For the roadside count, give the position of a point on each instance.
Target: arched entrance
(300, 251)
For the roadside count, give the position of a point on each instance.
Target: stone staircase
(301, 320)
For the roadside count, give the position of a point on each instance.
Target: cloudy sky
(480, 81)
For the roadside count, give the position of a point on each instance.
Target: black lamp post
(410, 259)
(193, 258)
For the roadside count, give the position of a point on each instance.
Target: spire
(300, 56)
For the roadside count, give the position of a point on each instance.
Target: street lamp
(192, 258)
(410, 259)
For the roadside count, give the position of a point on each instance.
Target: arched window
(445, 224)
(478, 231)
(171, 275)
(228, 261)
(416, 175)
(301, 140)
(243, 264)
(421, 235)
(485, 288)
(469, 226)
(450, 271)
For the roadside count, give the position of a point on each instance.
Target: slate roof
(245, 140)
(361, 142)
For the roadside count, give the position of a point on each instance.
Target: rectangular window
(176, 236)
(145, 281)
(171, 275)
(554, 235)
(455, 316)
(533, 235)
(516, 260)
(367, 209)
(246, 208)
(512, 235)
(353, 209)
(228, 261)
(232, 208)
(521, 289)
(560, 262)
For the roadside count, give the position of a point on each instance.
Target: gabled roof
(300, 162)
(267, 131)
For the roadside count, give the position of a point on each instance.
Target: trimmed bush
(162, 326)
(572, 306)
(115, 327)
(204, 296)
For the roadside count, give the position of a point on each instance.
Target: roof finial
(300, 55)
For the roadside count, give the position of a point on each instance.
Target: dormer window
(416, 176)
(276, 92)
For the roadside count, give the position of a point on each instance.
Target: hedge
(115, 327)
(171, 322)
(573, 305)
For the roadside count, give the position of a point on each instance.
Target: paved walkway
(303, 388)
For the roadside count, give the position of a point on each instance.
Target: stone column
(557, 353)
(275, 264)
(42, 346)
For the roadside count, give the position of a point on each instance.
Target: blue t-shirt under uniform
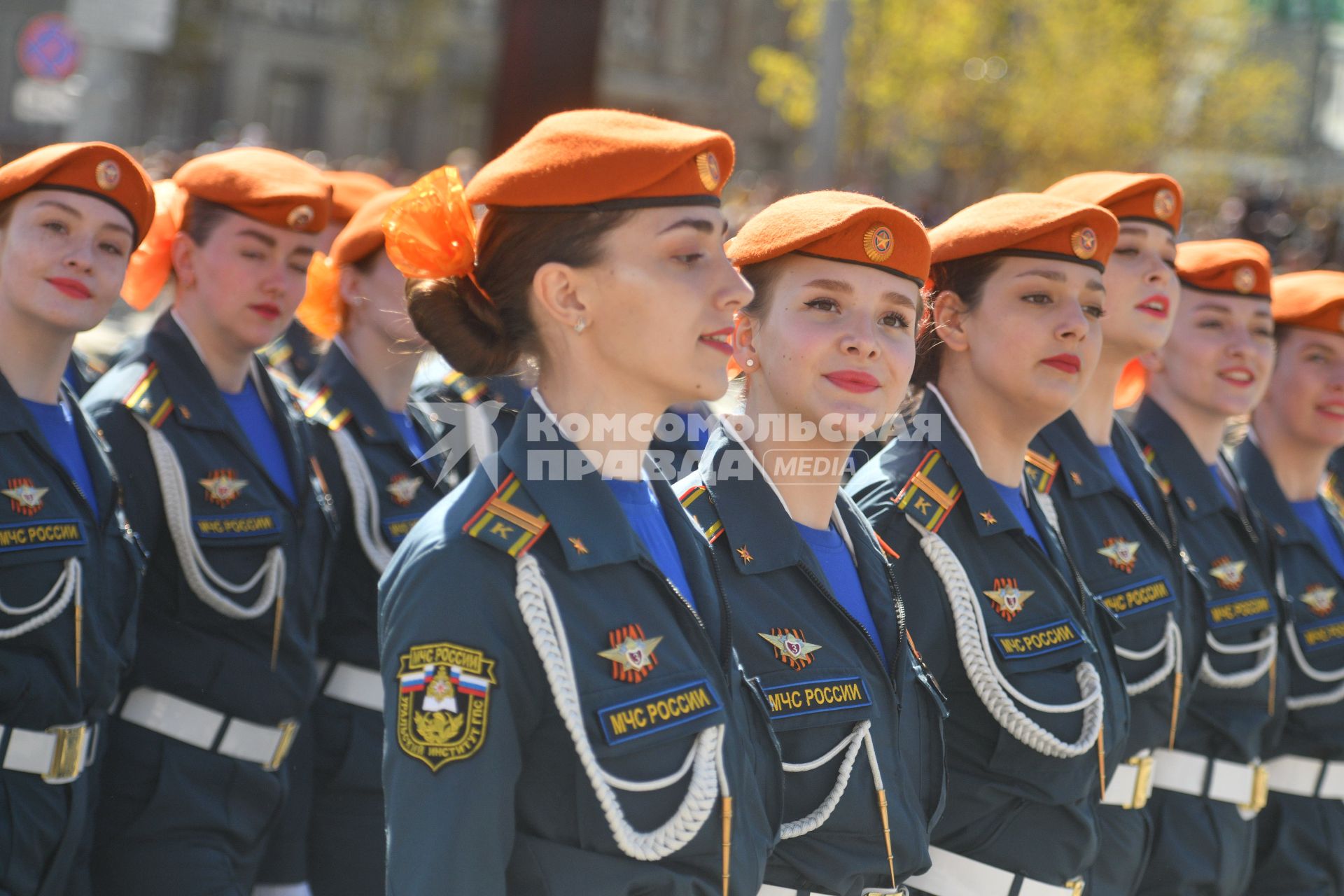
(831, 551)
(252, 416)
(58, 426)
(1012, 498)
(645, 517)
(1315, 517)
(406, 429)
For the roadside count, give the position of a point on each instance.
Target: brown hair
(967, 279)
(483, 336)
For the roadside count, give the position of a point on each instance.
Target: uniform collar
(1082, 473)
(1195, 491)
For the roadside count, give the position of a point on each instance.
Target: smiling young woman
(222, 484)
(562, 696)
(70, 567)
(827, 346)
(1209, 786)
(1009, 336)
(1294, 433)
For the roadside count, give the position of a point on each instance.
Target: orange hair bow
(151, 264)
(430, 232)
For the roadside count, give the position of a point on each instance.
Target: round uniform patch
(300, 216)
(878, 244)
(1084, 242)
(1243, 280)
(106, 175)
(1164, 203)
(707, 166)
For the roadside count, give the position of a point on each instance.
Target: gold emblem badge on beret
(1243, 280)
(878, 244)
(707, 166)
(442, 701)
(106, 175)
(300, 216)
(1084, 242)
(1164, 203)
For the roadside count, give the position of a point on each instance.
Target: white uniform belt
(59, 754)
(353, 684)
(953, 875)
(1132, 783)
(1245, 785)
(1307, 777)
(209, 729)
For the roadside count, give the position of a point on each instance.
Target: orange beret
(1312, 298)
(1030, 225)
(1149, 198)
(270, 186)
(351, 190)
(1231, 266)
(839, 226)
(93, 168)
(603, 159)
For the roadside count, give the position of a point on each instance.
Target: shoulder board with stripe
(148, 398)
(321, 409)
(467, 388)
(698, 503)
(508, 520)
(1042, 470)
(930, 493)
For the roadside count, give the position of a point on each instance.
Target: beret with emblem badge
(1027, 225)
(1155, 199)
(605, 159)
(836, 226)
(1310, 298)
(1228, 266)
(93, 168)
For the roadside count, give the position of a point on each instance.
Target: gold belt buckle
(1142, 780)
(1260, 788)
(67, 754)
(288, 729)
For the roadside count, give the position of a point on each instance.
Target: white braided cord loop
(988, 681)
(365, 498)
(1170, 643)
(705, 760)
(851, 745)
(69, 586)
(201, 577)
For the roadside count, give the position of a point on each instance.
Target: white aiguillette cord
(705, 760)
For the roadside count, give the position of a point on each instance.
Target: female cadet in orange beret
(1215, 367)
(827, 343)
(70, 216)
(565, 711)
(1294, 433)
(222, 485)
(369, 441)
(1040, 713)
(1113, 516)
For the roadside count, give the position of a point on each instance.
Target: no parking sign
(49, 49)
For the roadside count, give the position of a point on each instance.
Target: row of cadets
(222, 484)
(565, 710)
(296, 351)
(70, 566)
(1113, 516)
(370, 444)
(1282, 461)
(1209, 786)
(818, 615)
(1040, 708)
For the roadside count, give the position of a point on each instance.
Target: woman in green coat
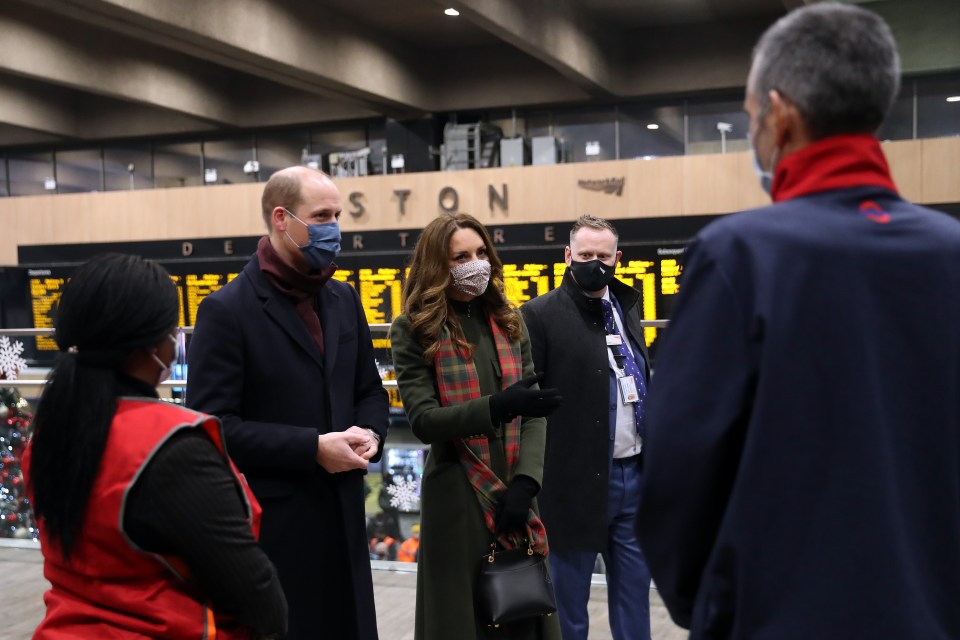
(466, 378)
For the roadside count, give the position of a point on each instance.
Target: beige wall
(926, 171)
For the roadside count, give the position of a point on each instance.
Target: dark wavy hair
(112, 306)
(425, 291)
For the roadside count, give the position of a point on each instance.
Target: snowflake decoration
(10, 361)
(404, 494)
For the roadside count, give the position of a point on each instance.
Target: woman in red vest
(147, 530)
(465, 375)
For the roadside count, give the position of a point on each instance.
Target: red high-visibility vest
(110, 588)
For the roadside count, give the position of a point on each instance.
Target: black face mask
(591, 275)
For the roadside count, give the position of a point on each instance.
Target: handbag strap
(493, 549)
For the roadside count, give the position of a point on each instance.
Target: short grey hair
(838, 64)
(592, 222)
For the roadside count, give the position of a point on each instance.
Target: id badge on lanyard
(628, 389)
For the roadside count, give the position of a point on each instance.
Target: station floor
(22, 586)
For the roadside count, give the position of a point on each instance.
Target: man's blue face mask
(323, 242)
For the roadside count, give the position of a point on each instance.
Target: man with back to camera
(802, 462)
(587, 341)
(283, 356)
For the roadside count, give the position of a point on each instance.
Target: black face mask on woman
(592, 275)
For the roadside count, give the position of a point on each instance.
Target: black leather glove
(514, 505)
(520, 400)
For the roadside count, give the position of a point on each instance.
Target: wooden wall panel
(941, 170)
(905, 158)
(927, 171)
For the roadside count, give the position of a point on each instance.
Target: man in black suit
(587, 341)
(283, 356)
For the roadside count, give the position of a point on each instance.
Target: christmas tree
(16, 518)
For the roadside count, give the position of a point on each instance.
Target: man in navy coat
(283, 356)
(802, 460)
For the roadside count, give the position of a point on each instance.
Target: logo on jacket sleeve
(874, 212)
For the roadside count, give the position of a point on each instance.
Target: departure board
(45, 290)
(197, 286)
(529, 270)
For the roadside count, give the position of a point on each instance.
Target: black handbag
(512, 585)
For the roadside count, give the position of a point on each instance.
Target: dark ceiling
(82, 70)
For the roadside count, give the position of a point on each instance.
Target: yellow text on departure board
(380, 291)
(523, 282)
(44, 295)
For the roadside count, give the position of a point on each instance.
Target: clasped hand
(520, 400)
(339, 451)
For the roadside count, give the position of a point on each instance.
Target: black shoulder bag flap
(512, 585)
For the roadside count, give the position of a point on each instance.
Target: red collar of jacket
(837, 162)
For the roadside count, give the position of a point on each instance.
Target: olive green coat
(453, 535)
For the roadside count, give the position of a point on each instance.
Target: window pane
(29, 173)
(899, 122)
(177, 165)
(325, 141)
(78, 171)
(649, 131)
(228, 158)
(575, 128)
(935, 116)
(713, 127)
(278, 150)
(127, 167)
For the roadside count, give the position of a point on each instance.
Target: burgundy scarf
(301, 287)
(837, 162)
(458, 382)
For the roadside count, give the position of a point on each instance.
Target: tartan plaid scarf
(458, 381)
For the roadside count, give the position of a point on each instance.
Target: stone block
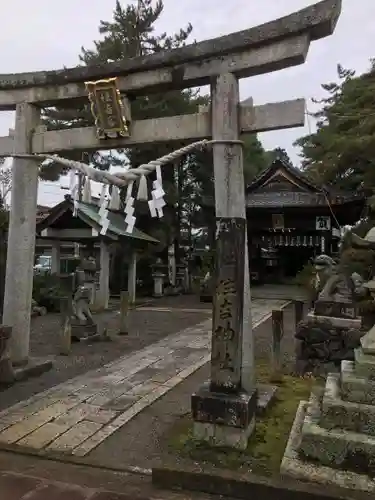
(336, 322)
(266, 395)
(33, 368)
(223, 419)
(294, 466)
(368, 342)
(336, 309)
(222, 435)
(336, 447)
(234, 410)
(364, 364)
(355, 388)
(346, 415)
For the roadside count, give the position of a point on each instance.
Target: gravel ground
(145, 327)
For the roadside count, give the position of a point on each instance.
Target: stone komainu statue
(83, 324)
(333, 285)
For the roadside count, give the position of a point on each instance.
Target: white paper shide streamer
(115, 201)
(157, 201)
(74, 191)
(86, 195)
(103, 210)
(129, 209)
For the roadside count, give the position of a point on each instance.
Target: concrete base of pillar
(33, 368)
(222, 436)
(223, 419)
(266, 397)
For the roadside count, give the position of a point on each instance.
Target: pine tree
(341, 152)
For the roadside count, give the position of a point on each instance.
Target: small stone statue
(334, 286)
(83, 324)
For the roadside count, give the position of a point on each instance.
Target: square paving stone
(59, 492)
(13, 487)
(121, 403)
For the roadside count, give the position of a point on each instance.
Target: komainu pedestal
(333, 436)
(333, 329)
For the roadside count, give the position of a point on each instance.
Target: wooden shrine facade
(290, 220)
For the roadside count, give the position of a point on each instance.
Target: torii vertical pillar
(132, 277)
(21, 238)
(104, 276)
(224, 410)
(55, 258)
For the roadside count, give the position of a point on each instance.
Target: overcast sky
(47, 34)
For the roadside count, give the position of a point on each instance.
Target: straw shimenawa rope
(121, 179)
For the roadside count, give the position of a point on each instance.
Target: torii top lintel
(316, 21)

----------

**EXERCISE BRIEF**.
Find each line in the entries above that contains the word "shoulder", and copy those lines.

**SOLVED PROBLEM**.
Target: shoulder board with stripe
Target: black shoulder bag flap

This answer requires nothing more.